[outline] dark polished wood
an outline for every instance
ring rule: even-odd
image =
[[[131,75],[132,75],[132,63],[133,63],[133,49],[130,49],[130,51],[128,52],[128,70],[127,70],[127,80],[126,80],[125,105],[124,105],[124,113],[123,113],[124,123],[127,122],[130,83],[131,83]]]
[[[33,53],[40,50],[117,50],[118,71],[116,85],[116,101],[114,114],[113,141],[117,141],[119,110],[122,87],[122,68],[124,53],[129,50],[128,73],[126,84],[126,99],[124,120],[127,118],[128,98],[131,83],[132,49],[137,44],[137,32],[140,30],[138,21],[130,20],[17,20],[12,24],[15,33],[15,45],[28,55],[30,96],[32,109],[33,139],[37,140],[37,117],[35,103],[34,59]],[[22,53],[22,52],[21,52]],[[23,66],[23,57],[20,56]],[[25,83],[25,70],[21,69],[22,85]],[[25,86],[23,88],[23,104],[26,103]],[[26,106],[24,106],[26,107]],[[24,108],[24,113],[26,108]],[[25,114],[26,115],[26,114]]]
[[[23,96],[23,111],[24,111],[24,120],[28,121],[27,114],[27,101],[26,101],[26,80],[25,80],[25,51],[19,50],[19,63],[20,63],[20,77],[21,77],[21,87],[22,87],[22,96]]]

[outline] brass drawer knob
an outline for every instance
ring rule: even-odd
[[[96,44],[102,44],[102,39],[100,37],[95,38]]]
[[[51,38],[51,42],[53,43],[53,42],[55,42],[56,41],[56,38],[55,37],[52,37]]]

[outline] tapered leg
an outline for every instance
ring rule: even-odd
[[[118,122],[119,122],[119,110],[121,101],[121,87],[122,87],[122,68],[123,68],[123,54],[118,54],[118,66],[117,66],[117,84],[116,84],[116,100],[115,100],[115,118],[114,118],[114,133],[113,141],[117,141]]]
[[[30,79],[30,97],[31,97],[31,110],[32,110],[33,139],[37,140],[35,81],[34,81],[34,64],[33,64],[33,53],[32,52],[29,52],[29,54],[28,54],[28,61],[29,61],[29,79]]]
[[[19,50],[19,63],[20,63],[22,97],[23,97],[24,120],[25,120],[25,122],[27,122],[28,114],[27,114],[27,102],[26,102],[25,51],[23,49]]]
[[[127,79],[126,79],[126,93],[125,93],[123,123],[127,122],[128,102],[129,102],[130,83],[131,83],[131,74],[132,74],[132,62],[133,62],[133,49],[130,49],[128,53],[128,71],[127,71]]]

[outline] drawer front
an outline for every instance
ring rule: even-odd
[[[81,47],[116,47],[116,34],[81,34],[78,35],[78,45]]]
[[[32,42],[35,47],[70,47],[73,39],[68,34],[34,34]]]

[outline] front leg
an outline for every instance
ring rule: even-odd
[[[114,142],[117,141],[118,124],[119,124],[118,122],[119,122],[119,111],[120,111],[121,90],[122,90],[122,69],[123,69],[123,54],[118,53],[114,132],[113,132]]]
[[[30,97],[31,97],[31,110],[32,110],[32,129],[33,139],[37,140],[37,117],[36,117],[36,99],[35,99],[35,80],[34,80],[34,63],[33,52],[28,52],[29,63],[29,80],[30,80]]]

★ ★ ★ ★ ★ ★ ★

**The problem:** Can you print every row above again, line for line and unchanged?

**Complete response:**
[outline] dark polished wood
an outline for every instance
ring rule: even-odd
image =
[[[131,75],[132,75],[132,63],[133,63],[133,49],[130,49],[130,51],[128,52],[128,70],[127,70],[127,80],[126,80],[125,105],[124,105],[124,113],[123,113],[124,123],[127,122],[130,83],[131,83]]]
[[[33,53],[40,50],[117,50],[118,71],[116,85],[116,101],[114,114],[113,141],[117,141],[119,110],[122,87],[122,68],[124,53],[129,50],[128,73],[126,84],[126,99],[124,120],[127,118],[128,98],[131,83],[132,49],[137,44],[137,32],[140,30],[138,21],[130,20],[17,20],[12,24],[15,33],[15,45],[28,55],[30,96],[32,109],[33,139],[37,140],[37,117],[35,103],[34,59]],[[22,53],[22,52],[21,52]],[[23,66],[23,57],[20,56]],[[25,83],[25,70],[21,69],[22,85]],[[25,86],[23,88],[23,104],[26,103]],[[26,106],[24,106],[26,107]],[[24,108],[24,113],[26,108]],[[25,114],[26,115],[26,114]]]
[[[23,96],[23,111],[24,111],[24,120],[28,121],[27,114],[27,101],[26,101],[26,80],[25,80],[25,51],[19,50],[19,63],[20,63],[20,77],[21,77],[21,87],[22,87],[22,96]]]

[outline] brass drawer knob
an outline for every instance
ring rule: even-odd
[[[96,44],[102,44],[102,39],[100,37],[95,38]]]
[[[51,38],[51,42],[53,43],[53,42],[55,42],[56,41],[56,38],[55,37],[52,37]]]

[outline] tapered leg
an outline for every instance
ring rule: even-odd
[[[118,122],[119,122],[119,110],[121,101],[121,87],[122,87],[122,68],[123,68],[123,54],[118,54],[118,66],[117,66],[117,84],[116,84],[116,100],[115,100],[115,118],[114,118],[114,133],[113,141],[117,141]]]
[[[30,79],[30,97],[31,97],[31,110],[32,110],[33,139],[37,140],[35,81],[34,81],[34,64],[33,64],[33,53],[32,52],[29,52],[29,54],[28,54],[28,61],[29,61],[29,79]]]
[[[19,50],[19,63],[20,63],[22,97],[23,97],[24,120],[25,120],[25,122],[27,122],[28,114],[27,114],[27,102],[26,102],[25,51],[23,49]]]
[[[127,79],[126,79],[126,93],[125,93],[123,123],[127,122],[128,102],[129,102],[130,83],[131,83],[131,74],[132,74],[132,62],[133,62],[133,49],[130,49],[128,53],[128,71],[127,71]]]

[outline] drawer front
an outline for every instance
ring rule: even-odd
[[[81,47],[116,47],[116,34],[81,34],[78,35],[78,45]]]
[[[32,42],[35,47],[70,47],[73,39],[68,34],[34,34]]]

[outline] front leg
an outline for every instance
ring rule: even-odd
[[[114,142],[117,141],[118,124],[119,124],[118,122],[119,122],[119,111],[120,111],[121,90],[122,90],[122,69],[123,69],[123,54],[118,53],[114,132],[113,132]]]
[[[30,97],[31,97],[31,110],[32,110],[32,129],[33,139],[37,140],[37,117],[36,117],[36,99],[35,99],[35,80],[34,80],[34,63],[33,52],[28,52],[29,63],[29,80],[30,80]]]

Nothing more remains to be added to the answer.